**THE EXERCISE:**
Copy these lines again, replacing each "outline" with "boundary" and changing nothing else.

**** DATA ENTRIES ****

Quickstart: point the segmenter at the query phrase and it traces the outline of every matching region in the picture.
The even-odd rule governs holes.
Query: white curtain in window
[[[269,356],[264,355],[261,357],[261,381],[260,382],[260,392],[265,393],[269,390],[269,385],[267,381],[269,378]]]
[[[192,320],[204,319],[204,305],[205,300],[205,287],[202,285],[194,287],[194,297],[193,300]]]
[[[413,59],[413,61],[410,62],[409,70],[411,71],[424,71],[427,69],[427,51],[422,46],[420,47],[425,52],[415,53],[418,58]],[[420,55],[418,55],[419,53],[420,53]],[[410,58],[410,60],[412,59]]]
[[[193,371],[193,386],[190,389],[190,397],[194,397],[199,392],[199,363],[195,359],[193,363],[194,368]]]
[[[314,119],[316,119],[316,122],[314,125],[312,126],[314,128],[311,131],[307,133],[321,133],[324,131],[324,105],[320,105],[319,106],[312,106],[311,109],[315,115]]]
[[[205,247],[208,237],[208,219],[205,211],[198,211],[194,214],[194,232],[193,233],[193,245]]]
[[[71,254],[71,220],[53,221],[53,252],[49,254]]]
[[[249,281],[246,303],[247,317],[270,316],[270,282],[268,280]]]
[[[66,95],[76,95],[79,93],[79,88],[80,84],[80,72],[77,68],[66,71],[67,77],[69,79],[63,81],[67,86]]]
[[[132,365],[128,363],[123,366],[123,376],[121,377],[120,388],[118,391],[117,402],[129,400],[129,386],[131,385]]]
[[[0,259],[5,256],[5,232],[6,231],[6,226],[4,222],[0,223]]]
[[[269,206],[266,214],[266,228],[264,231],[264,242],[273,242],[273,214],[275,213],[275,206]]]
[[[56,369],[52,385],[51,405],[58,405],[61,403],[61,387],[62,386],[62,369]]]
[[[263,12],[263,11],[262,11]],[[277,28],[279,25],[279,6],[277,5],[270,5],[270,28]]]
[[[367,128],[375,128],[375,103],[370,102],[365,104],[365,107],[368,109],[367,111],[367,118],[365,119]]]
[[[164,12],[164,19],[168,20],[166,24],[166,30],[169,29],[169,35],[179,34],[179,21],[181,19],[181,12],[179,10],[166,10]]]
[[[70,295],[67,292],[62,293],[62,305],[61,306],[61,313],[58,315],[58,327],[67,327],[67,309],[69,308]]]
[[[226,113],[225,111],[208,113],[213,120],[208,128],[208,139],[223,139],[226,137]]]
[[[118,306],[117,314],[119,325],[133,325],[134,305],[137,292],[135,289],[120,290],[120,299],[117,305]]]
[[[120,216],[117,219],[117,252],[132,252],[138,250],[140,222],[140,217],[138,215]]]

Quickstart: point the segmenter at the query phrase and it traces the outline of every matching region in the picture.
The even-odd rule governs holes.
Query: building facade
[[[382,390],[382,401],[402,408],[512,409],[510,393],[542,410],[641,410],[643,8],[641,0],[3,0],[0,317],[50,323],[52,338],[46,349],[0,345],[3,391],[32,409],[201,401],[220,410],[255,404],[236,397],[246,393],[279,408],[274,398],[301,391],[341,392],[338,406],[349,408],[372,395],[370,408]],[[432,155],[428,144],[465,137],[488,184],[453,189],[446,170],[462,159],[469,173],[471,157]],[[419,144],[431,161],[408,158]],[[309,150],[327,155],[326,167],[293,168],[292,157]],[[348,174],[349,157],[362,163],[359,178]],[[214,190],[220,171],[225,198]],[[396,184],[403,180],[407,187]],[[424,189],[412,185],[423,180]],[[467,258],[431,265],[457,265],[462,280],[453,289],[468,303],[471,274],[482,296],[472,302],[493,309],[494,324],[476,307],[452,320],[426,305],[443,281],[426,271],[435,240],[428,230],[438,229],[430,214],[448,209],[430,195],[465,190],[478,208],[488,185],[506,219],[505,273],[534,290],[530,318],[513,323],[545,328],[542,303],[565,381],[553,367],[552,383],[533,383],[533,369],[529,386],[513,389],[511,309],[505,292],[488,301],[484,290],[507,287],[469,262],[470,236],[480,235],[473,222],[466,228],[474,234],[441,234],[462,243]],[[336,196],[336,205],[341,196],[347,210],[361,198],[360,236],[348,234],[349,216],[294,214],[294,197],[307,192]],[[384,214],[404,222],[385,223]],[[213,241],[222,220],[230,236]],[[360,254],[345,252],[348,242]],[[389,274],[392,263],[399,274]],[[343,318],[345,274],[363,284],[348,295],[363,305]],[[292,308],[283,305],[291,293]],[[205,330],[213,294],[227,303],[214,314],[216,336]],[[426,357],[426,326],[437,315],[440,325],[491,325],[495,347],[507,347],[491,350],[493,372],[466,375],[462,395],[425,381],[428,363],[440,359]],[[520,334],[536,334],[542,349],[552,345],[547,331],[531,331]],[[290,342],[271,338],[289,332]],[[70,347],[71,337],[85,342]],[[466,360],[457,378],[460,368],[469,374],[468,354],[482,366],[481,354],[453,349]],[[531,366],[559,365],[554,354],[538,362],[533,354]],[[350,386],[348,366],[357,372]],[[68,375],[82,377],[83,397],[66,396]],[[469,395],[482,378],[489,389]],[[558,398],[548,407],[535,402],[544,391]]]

****

**FINISHED ANSWER:**
Quickstart: point the segmenter at the query phrase and it traces the boundary of every matching region in the picture.
The even-odd rule governs holes.
Query: white curtain in window
[[[269,356],[264,355],[261,357],[261,381],[260,382],[260,392],[265,393],[269,390],[269,385],[267,381],[269,378]]]
[[[192,320],[204,319],[204,305],[205,300],[205,287],[202,285],[194,287],[194,297],[193,300]]]
[[[413,59],[413,61],[410,62],[409,70],[411,71],[424,71],[427,69],[427,51],[422,46],[420,47],[425,52],[415,53],[418,58]],[[420,55],[418,55],[419,53],[420,53]],[[410,58],[410,60],[412,59]]]
[[[193,371],[193,386],[190,389],[190,397],[194,397],[199,392],[199,363],[195,359],[193,363],[194,368]]]
[[[314,119],[316,119],[316,122],[314,125],[312,126],[314,128],[311,131],[307,133],[321,133],[324,131],[324,105],[320,105],[319,106],[312,106],[311,109],[315,115]]]
[[[205,247],[208,237],[208,219],[205,211],[198,211],[194,214],[194,232],[193,233],[193,245]]]
[[[71,254],[71,220],[53,221],[53,252],[49,254]]]
[[[249,281],[246,303],[247,317],[270,316],[270,282],[268,280]]]
[[[66,95],[76,95],[79,93],[79,88],[80,84],[80,72],[77,68],[66,71],[67,77],[69,79],[63,81],[67,86]]]
[[[132,365],[128,363],[123,366],[123,376],[121,377],[120,388],[118,391],[117,402],[129,400],[129,386],[131,385]]]
[[[0,259],[5,256],[5,232],[6,231],[6,226],[4,222],[0,223]]]
[[[269,206],[266,214],[266,228],[264,231],[264,242],[273,242],[273,214],[275,213],[275,206]]]
[[[56,369],[52,385],[51,405],[58,405],[61,403],[61,387],[62,386],[62,369]]]
[[[263,12],[263,11],[262,11]],[[277,28],[279,25],[279,6],[277,5],[270,5],[270,28]]]
[[[367,128],[375,128],[375,103],[370,102],[365,104],[365,107],[368,109],[367,111],[367,118],[365,119]]]
[[[164,12],[164,19],[168,20],[166,24],[166,30],[169,29],[169,35],[179,34],[179,21],[181,19],[181,12],[179,10],[166,10]]]
[[[70,295],[67,292],[62,293],[62,305],[61,306],[61,313],[58,315],[58,327],[67,327],[67,309],[69,308]]]
[[[226,113],[225,111],[208,113],[213,120],[208,128],[208,139],[223,139],[226,137]]]
[[[118,306],[117,314],[119,325],[133,325],[134,305],[137,292],[135,289],[120,290],[120,299],[117,305]]]
[[[120,216],[117,219],[117,252],[132,252],[138,250],[140,222],[140,217],[138,215]]]

Quickstart: point the segmenter at the query phrase and it traces the boundary of every matching region in the picture.
The even-odd rule governs holes.
Query: building facade
[[[382,390],[382,401],[402,408],[512,409],[510,393],[542,410],[641,410],[643,8],[641,0],[3,0],[0,317],[50,323],[52,338],[46,349],[0,345],[3,391],[32,409],[201,401],[220,410],[255,404],[236,397],[246,393],[279,408],[274,398],[301,391],[341,392],[338,406],[349,408],[372,395],[370,408]],[[432,155],[428,144],[465,137],[488,184],[453,189],[446,170],[462,159],[469,173],[471,157]],[[419,144],[431,161],[408,158]],[[309,150],[327,155],[326,167],[293,168],[292,157]],[[348,174],[349,157],[362,163],[359,178]],[[214,190],[220,171],[225,198]],[[396,184],[403,180],[407,187]],[[424,189],[412,185],[423,180]],[[467,258],[431,265],[457,265],[462,280],[453,289],[468,303],[471,274],[482,296],[472,302],[493,309],[494,324],[476,307],[452,320],[426,305],[443,281],[426,271],[435,240],[428,230],[438,229],[430,214],[448,209],[430,195],[465,190],[478,208],[488,185],[506,219],[505,273],[534,290],[530,318],[513,323],[545,328],[542,303],[565,381],[553,367],[552,383],[533,383],[533,369],[529,386],[513,389],[511,309],[505,292],[488,301],[484,290],[507,287],[469,262],[470,236],[480,235],[473,222],[466,228],[474,234],[441,234],[462,243]],[[336,196],[336,205],[341,196],[347,210],[361,198],[360,236],[348,234],[349,216],[294,214],[294,197],[307,192]],[[384,214],[404,222],[385,223]],[[213,241],[222,220],[230,236]],[[360,254],[345,252],[348,242]],[[389,274],[392,263],[399,274]],[[343,318],[345,274],[363,284],[348,295],[363,305]],[[292,308],[283,305],[291,293]],[[205,330],[213,294],[227,303],[214,314],[216,336]],[[426,357],[426,326],[437,315],[440,325],[491,325],[495,347],[507,347],[491,350],[493,372],[466,375],[462,395],[425,381],[428,363],[440,359]],[[520,334],[536,334],[542,349],[552,345],[547,331],[531,331]],[[290,342],[271,338],[289,332]],[[70,347],[71,337],[85,342]],[[466,360],[457,378],[460,368],[469,374],[468,354],[482,366],[481,354],[453,349]],[[531,366],[559,365],[554,354],[538,362],[533,354]],[[350,386],[348,366],[357,372]],[[68,375],[82,377],[83,397],[66,396]],[[469,395],[482,378],[489,389]],[[558,398],[548,407],[535,402],[544,391]]]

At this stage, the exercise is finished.